» **Problem**
Leave the pictures out and reproduce all the entries word for word.

» **Dataset excerpts**
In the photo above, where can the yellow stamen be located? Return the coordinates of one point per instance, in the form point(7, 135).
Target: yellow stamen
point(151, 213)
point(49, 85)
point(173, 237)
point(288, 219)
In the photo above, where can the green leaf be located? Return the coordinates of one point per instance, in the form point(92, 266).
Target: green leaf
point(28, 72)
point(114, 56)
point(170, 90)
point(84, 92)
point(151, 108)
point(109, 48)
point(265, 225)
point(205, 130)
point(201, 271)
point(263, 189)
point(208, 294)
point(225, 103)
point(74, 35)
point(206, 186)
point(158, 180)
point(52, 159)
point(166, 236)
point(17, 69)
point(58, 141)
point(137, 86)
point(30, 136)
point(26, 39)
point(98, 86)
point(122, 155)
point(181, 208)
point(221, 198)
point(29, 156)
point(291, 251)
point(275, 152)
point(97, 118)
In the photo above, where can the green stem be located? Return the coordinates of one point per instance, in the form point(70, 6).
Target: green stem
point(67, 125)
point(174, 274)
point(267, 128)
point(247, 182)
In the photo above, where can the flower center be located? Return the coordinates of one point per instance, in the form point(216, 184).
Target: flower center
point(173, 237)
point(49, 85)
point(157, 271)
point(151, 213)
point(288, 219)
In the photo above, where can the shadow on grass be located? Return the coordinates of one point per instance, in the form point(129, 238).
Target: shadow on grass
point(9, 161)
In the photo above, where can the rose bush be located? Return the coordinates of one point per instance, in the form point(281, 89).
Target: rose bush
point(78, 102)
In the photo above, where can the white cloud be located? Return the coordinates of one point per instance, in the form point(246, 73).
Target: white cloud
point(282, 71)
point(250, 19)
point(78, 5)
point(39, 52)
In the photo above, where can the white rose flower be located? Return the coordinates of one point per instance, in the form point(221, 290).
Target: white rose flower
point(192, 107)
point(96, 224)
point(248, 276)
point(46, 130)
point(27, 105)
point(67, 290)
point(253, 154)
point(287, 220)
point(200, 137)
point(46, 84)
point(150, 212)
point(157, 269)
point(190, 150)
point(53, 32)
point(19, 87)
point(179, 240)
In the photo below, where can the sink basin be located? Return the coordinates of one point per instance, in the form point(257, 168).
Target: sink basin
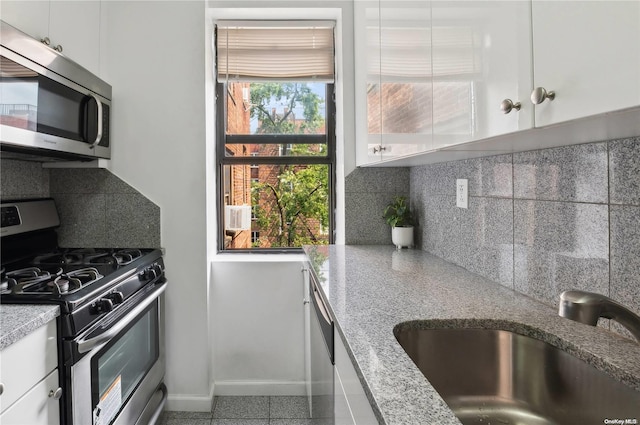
point(499, 377)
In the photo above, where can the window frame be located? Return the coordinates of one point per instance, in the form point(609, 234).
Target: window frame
point(222, 160)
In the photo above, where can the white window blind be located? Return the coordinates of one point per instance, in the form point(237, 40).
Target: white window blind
point(275, 51)
point(413, 53)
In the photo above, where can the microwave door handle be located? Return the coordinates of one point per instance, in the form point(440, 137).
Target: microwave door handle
point(85, 345)
point(99, 135)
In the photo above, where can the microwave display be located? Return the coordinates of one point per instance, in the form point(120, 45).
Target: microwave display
point(31, 101)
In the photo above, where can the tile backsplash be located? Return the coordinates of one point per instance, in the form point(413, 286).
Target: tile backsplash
point(367, 193)
point(96, 208)
point(540, 222)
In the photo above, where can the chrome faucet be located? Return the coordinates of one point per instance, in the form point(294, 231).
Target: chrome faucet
point(588, 307)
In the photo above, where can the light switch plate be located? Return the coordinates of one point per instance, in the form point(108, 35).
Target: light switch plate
point(462, 193)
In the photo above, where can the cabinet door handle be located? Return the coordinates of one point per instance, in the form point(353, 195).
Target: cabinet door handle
point(56, 394)
point(539, 95)
point(507, 106)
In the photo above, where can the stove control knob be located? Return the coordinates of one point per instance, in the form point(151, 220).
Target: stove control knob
point(103, 305)
point(150, 273)
point(116, 297)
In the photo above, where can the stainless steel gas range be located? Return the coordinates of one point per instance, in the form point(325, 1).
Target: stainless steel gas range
point(110, 330)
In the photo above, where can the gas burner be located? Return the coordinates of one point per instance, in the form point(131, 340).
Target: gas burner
point(34, 280)
point(24, 279)
point(89, 256)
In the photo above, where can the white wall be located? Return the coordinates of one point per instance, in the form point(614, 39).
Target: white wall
point(256, 300)
point(153, 57)
point(155, 54)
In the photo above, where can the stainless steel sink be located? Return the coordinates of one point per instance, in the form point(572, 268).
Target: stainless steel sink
point(499, 377)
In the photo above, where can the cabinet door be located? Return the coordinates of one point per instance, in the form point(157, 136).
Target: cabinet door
point(75, 25)
point(39, 406)
point(31, 17)
point(24, 363)
point(588, 53)
point(405, 77)
point(481, 57)
point(367, 81)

» **Expected output**
In the photo above, where can the yellow stamen be located? Return the coordinates of one point per instance, in the form point(7, 135).
Target: yellow stamen
point(151, 213)
point(49, 85)
point(173, 237)
point(288, 219)
In the photo above, where can the green leaf be located? Return the coordinates of one point per instance, in the form point(92, 266).
Target: green leaf
point(28, 72)
point(114, 56)
point(170, 90)
point(84, 92)
point(151, 108)
point(109, 48)
point(265, 225)
point(205, 130)
point(201, 271)
point(263, 189)
point(208, 294)
point(225, 103)
point(74, 35)
point(206, 186)
point(158, 180)
point(52, 159)
point(166, 236)
point(17, 69)
point(58, 141)
point(137, 86)
point(30, 136)
point(26, 39)
point(98, 86)
point(122, 155)
point(181, 208)
point(221, 198)
point(29, 156)
point(291, 251)
point(275, 152)
point(97, 118)
In the photo above, where can the green stem be located? Return the coordinates of one point per instance, in the form point(70, 6).
Target: green stem
point(67, 125)
point(174, 274)
point(267, 128)
point(247, 182)
In the photo above, where can the flower center be located? Return the coordinates of one point per instance, in the form point(216, 184).
Target: flower center
point(173, 237)
point(49, 85)
point(157, 271)
point(151, 213)
point(288, 219)
In the photo above, where can the shadow on grass be located? Return the coordinates of one point per instance, in the form point(129, 238).
Target: shadow on grass
point(9, 161)
In the photo above, where can the rose bush be located? Return the coordinates of one point per instance, in the form point(281, 89).
Target: rose bush
point(78, 102)
In the photo above, where can the white cloud be located? Return the coordinates of one point per instance, in the form point(246, 73).
Target: white cloud
point(282, 71)
point(250, 19)
point(78, 5)
point(39, 52)
In the photo above, where can the white rose flower be located? Return the coordinates of one point per instance, in the form point(221, 290).
Target: white rose flower
point(192, 107)
point(96, 224)
point(248, 276)
point(46, 130)
point(27, 105)
point(67, 290)
point(253, 154)
point(287, 220)
point(200, 137)
point(46, 84)
point(150, 212)
point(157, 269)
point(190, 150)
point(53, 32)
point(19, 87)
point(179, 240)
In the photo below, where can the sink basin be located? Return the coordinates of one point per instance, in the form point(257, 168).
Target: sink basin
point(499, 377)
In the photo above, where can the window frame be located? Return the coordinates of one point per instance, in the form point(609, 234).
Target: window frame
point(222, 160)
In the photo above, where can the white window blind be located? Return the coordinates of one point per instance, in the form point(237, 40).
Target: white window blind
point(275, 51)
point(413, 53)
In the photo above, where can the microwave door handle be located? Return the coordinates of one point per instance, in the form point(440, 137).
Target: microwave door handle
point(85, 345)
point(99, 135)
In the photo above, where can the microwave display be located? Return the coordinates of one point per instance, in the form point(120, 45).
Target: microwave display
point(31, 101)
In the photo above, where can the tile backsplash be located? Return the coordinates of one point per instance, in the form point(413, 286).
Target: tile backsplash
point(367, 193)
point(96, 208)
point(540, 222)
In the photo above, where can the chrome faucet be located? Return the coordinates of one point per instance, in the form point(294, 231).
Target: chrome faucet
point(588, 307)
In the photo above, where can the light switch plate be located? Return the coordinates of one point per instance, in the form point(108, 35).
Target: light switch plate
point(462, 193)
In the photo above, where can the cabinet door handle be located? Return the coordinates of one point per instance, in the form point(353, 195).
Target: cabinet door handle
point(56, 394)
point(539, 95)
point(507, 106)
In the photo above, where can the stove control knob be located? Return the coordinates of one point per instance, in the form point(151, 220).
Target: stove control knob
point(103, 305)
point(150, 273)
point(116, 297)
In the photo above, where can the stainless steel gas range be located? Return the coordinates of one point per instance, in the form point(325, 1).
Target: stainless steel gas range
point(110, 330)
In the photo above, where can the gas burner be located? Return the coordinates of one point per instance, in the form point(131, 340).
Target: gas burner
point(34, 280)
point(24, 279)
point(89, 256)
In the photo above, where can the white wall be located? Return the coordinates of one point per instance, in the form point(614, 39).
Target: white wall
point(256, 300)
point(153, 57)
point(155, 54)
In the photo above, where can the stainless steel sink be located? Return the coordinates of one point per instance, in the form point(572, 268).
Target: stainless steel sink
point(499, 377)
In the photo above, where can the cabinet door be located? Return the coordinates of one point per instance, in the form point(157, 136).
Target: cabinet door
point(75, 25)
point(39, 406)
point(31, 17)
point(24, 363)
point(588, 53)
point(405, 77)
point(481, 57)
point(367, 81)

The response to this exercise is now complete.